## Task instructions
1. Answer these questions from the post "The Trouble With Lists":
(a) Which newspaper outed April Ashley, and in what year?
(b) Who wrote the Pink News article, and on what date was it published?
(c) Where did April Ashley have her operation, and what did it cost?
2. Write a continuation of the post "The Trouble With Lists," starting right after its final sentence.

## Selected extract
........

Monday, January 02, 2017

The Trouble With Lists

Is that you are going to leave off someone important and no  matter who you have on your list someone is going to disagree with some of the people on your list.
11 incredible trans people from history you won’t learn about in school
Pink News
By Benjamin Butterworth
30th November 2016

These amazing trans people have helped shape the world we live in today, whether through their activism, visibility or setting new legal precedents.

Schools hardly feature LGBT people in history class – let alone the history of the struggle for LGBT rights – so PinkNews has compiled this list of trans people you won’t read about in school who shaped history.
Well the first person is someone who I had heard about but didn’t know much about her,
1. April Ashley
April was outed as a transgender woman by the Sunday People newspaper in 1961 and is one of the earliest British people known to have had gender reassignment surgery.

In her early days she served in the Merchant Navy with future British Deputy Prime Minister John Prescott. Following a suicide attempt, she was given a dishonourable discharge and a second attempt resulted in Ashley being sent to the mental institution in Ormskirk aged 17 for treatments. She eventually transitioned in a seven hour op in Morocco after spending years saving the then huge £3,000 cost.

........

## Source data

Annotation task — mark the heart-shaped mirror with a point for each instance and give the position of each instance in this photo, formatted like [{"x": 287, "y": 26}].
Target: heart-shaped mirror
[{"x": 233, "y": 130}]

........

## Activity answers
1.
(a) The Sunday People outed her in 1961.
(b) Benjamin Butterworth wrote it, and it was published on 30th November 2016.
(c) She had the operation in Morocco, and it cost £3,000.

2.
April went on to be a successful underwear model, appearing in the pages of Vogue and taking considerable amounts of money. However after she was outed as trans, her career disappeared practically overnight and she was subject to intense criticism. In 2012 she was awarded an MBE by the Queen for her services to transgender equality.
The entry I knew about and I am sure most U.S. also knew; Sylvia Rivera. The third person on the list is,
3. Michael Dillon
Dillon became the first transgender man in history to have a phalloplasty (the construction or reconstruction of a penis, or the artificial modification of the penis by surgery).

He later wrote the book Self: A Study in Endocrinology and Ethics, which is considered the very first book on transgender identity, advocating for medical and hormonal help over psychotherapy for trans people.
The next three I knew about; Lucy Hicks Anderson, Chevalier d’Eon, and Marsha P. Johnson. I hope that everyone knows about Chevalier d’Eon whose life is very interested and makes you wonder what the real  story is about her.  But Roberta Cowell I heard her name but didn’t know the details of her life,
Born in 1918, Roberta Cowell was a British fighter pilot. After her service in the British air force had come to a close, Cowell would become the first British woman to undergo gender reassignment surgery.

In March 1954, news of her gender reassignment broke, gaining public interest around the world. In the UK, she was paid a fee of £8000 to tell her story to a magazine (equivalent to more than £200,000 in 2016, when adjusted for inflation). She was a close friend of Michael Dillon, who helped her obtain access to the surgery.
Then we have Renée Richards, if you don’t know about her then I suggest you read “Second Serve” her biography.

Then we have two more British trans people; Coccinelle and Sir Ewan Forbes. The article says that Coccinelle was “one of Europe’s first women to undergo gender reassignment surgery” I wonder if they included Lili Elbe.

About Forbes they wrote,
Forbes was able to legally re-assign as male in 1952, getting his birth certificate changed. However this caused a huge row for who would inherit the vast family estate and title. Only sons could inherit the estate, and as his elder brothers had all died it was due to go to a male cousin.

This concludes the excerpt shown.